Collected data
============================================================
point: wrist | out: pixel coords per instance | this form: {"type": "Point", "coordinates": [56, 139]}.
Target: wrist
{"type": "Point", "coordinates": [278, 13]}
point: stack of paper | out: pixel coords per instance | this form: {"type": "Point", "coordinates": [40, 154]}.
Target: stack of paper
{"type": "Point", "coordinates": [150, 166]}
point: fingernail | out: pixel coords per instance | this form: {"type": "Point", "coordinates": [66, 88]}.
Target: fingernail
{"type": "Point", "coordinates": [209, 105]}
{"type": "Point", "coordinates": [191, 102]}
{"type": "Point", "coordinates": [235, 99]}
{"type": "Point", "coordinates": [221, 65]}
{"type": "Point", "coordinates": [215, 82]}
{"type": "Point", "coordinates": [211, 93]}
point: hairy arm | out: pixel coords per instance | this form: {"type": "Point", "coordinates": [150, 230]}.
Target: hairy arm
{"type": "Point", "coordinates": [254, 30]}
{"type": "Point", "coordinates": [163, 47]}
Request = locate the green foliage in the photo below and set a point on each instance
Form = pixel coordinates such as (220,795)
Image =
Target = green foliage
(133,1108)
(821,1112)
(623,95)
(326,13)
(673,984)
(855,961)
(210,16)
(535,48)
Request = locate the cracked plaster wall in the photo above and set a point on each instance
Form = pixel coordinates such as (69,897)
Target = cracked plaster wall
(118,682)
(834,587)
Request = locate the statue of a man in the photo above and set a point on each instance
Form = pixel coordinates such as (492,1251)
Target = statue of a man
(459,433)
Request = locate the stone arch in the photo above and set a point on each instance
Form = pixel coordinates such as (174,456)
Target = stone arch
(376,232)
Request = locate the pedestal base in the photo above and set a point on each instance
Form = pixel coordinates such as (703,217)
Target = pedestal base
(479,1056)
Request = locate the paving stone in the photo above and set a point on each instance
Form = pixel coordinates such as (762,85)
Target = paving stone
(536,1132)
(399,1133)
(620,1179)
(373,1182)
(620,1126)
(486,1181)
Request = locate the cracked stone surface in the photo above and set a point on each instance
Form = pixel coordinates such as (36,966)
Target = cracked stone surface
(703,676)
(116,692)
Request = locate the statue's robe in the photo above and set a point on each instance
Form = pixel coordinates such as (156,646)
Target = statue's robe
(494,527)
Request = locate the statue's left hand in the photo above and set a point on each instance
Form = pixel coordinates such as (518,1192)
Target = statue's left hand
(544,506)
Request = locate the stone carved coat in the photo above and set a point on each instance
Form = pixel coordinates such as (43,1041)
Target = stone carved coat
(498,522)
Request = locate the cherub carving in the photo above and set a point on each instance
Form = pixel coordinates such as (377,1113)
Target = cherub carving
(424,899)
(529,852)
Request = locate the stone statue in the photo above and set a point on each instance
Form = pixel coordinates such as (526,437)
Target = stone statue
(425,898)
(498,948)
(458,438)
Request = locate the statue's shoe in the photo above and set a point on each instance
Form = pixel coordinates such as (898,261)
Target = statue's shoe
============================================================
Goal: Return the listing above word for word.

Answer to the task:
point: wrist | out: pixel coords per instance | this form: {"type": "Point", "coordinates": [56, 139]}.
Target: wrist
{"type": "Point", "coordinates": [278, 13]}
point: stack of paper | out: pixel coords per instance | this form: {"type": "Point", "coordinates": [40, 154]}.
Target: stack of paper
{"type": "Point", "coordinates": [150, 166]}
point: fingernail | out: pixel coords per instance | this form: {"type": "Point", "coordinates": [66, 88]}.
Target: fingernail
{"type": "Point", "coordinates": [209, 105]}
{"type": "Point", "coordinates": [191, 102]}
{"type": "Point", "coordinates": [235, 99]}
{"type": "Point", "coordinates": [221, 65]}
{"type": "Point", "coordinates": [215, 82]}
{"type": "Point", "coordinates": [211, 93]}
point: hairy arm | out: pixel coords per instance | this form: {"type": "Point", "coordinates": [150, 230]}.
Target: hairy arm
{"type": "Point", "coordinates": [254, 30]}
{"type": "Point", "coordinates": [163, 47]}
Request = locate the green foliage in the photo below and set a point on each instance
Form = pixel coordinates such as (220,795)
Image =
Target = green foliage
(133,1108)
(821,1112)
(623,95)
(326,13)
(673,984)
(855,961)
(210,16)
(535,48)
Request = locate the cracked plaster wall in the photo above and set a point on each instance
Form = pixel coordinates such as (69,897)
Target = cracked plaster wall
(118,682)
(834,587)
Request = locate the statue of a man in the photo above and set a point on each instance
Form = pixel coordinates such as (492,1251)
Target = statue of a man
(459,433)
Request = locate the stone arch in the photo above and set a point on each instance
Form = pixel coordinates such as (174,456)
Target = stone arch
(376,232)
Request = locate the pedestal base in the photo above and set a point on each instance
Form = pixel coordinates such as (703,217)
Target = pedestal base
(479,1056)
Request = locate the paving stone in the photo above and set a point on each instance
Form = pixel coordinates such as (762,85)
Target = paving stone
(536,1132)
(399,1133)
(620,1179)
(373,1182)
(620,1126)
(486,1181)
Request = locate the cracked stone surface in the photo above and set a point on each instance
Form = pixel coordinates such as (36,966)
Target = cracked stone surface
(703,676)
(116,692)
Request = locate the statue's robe in the photo above and set a point on each instance
Form = pixel coordinates such as (156,646)
Target = statue's robe
(494,527)
Request = locate the statue's left hand in the photo above and set a point on each instance
Form = pixel coordinates such as (518,1192)
Target = statue's left hand
(544,506)
Request = locate the stone carved coat in the photo above and set a point on each instance
Form = pixel coordinates such as (43,1041)
Target = stone carved coat
(498,522)
Request = locate the cherub carving in the photo above and set a point on each instance
Form = pixel coordinates such as (377,1113)
Target = cherub carving
(424,899)
(529,852)
Request = locate the stone statue in the photo above and set a point on each instance
Form = pixel coordinates such as (526,437)
Target = stone statue
(425,898)
(498,948)
(458,438)
Request = locate the statue's shoe in the photo above and set a point on each instance
Form = pixel coordinates such as (898,261)
Target = statue's shoe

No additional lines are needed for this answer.